> _The exercise_
Extract each record and reproduce it exactly.

> _Data entries_
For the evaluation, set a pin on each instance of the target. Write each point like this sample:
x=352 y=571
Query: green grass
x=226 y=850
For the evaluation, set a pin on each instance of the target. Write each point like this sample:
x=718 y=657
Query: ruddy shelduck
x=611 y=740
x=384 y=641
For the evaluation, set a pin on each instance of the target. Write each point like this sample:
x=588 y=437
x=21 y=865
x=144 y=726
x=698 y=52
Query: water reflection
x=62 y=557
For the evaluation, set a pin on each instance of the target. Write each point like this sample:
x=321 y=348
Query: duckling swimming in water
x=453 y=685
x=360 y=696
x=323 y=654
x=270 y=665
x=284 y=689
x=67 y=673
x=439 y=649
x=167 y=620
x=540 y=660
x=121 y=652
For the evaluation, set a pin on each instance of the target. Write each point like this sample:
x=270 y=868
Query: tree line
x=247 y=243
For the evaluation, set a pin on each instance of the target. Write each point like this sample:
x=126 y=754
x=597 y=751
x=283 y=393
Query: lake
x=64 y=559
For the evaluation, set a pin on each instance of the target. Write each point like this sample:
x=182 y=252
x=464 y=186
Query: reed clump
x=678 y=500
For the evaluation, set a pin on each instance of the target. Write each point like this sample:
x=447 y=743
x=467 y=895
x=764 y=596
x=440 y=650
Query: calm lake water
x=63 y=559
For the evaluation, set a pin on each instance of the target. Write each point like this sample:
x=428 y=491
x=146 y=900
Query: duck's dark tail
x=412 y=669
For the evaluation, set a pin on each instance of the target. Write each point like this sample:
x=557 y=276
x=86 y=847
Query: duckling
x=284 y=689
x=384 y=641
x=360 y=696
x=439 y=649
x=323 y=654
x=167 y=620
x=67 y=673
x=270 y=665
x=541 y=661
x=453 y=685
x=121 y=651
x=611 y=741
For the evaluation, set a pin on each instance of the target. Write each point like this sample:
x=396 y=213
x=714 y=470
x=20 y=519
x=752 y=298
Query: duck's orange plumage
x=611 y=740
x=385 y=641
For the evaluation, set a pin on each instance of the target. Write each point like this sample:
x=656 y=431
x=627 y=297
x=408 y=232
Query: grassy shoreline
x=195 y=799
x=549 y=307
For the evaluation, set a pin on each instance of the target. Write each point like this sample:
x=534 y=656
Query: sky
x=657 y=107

> _Result for this exercise_
For the evaluation, set a pin on each instance of the target. Write each point like this sample:
x=352 y=571
Query: green grass
x=226 y=850
For the evaluation, set a pin on each instance of the target. Write each point like this sample:
x=718 y=657
Query: ruddy shelduck
x=611 y=740
x=384 y=641
For the evaluation, set a pin on each instance of the target. Write each point like this sample:
x=588 y=437
x=21 y=865
x=144 y=726
x=698 y=52
Query: water reflection
x=62 y=557
For the evaluation, set a pin on each instance of the target. Write each point like this sample:
x=321 y=348
Query: duckling swimming in water
x=453 y=685
x=360 y=696
x=323 y=654
x=270 y=665
x=284 y=689
x=67 y=673
x=439 y=649
x=167 y=620
x=540 y=660
x=121 y=652
For the evaluation, set a pin on each instance of the target. Write each point like this sample:
x=270 y=868
Query: tree line
x=247 y=243
For the evaluation, set a pin on each instance of the target. Write each point like this sample:
x=126 y=754
x=597 y=751
x=283 y=393
Query: lake
x=64 y=559
For the evaluation, set a pin on each instance of the target. Write each point like this sample:
x=182 y=252
x=464 y=186
Query: reed clump
x=678 y=500
For the evaluation, set a pin on each instance of the target. Write each point like this sample:
x=447 y=743
x=467 y=895
x=764 y=596
x=440 y=650
Query: calm lake water
x=63 y=559
For the evaluation, set a pin on each instance of the target. Write each point like this sample:
x=428 y=491
x=146 y=900
Query: duck's dark tail
x=412 y=669
For the evaluation, set a pin on each instance of the target. Write each point like this sample:
x=557 y=276
x=86 y=847
Query: duckling
x=284 y=689
x=384 y=641
x=360 y=696
x=439 y=649
x=323 y=654
x=167 y=620
x=67 y=673
x=270 y=665
x=541 y=661
x=453 y=685
x=121 y=651
x=611 y=741
For the evaluation, set a pin on each instance of the target. Write each point like this sample:
x=396 y=213
x=714 y=470
x=20 y=519
x=752 y=298
Query: duck's orange plumage
x=611 y=740
x=385 y=641
For the evaluation, set a pin on each instance of the target. Write each point like this sample:
x=656 y=431
x=627 y=297
x=408 y=232
Query: grassy shoreline
x=195 y=799
x=549 y=307
For the evaluation, set a pin on each instance of the target. Write each point like this sample:
x=534 y=656
Query: sky
x=657 y=107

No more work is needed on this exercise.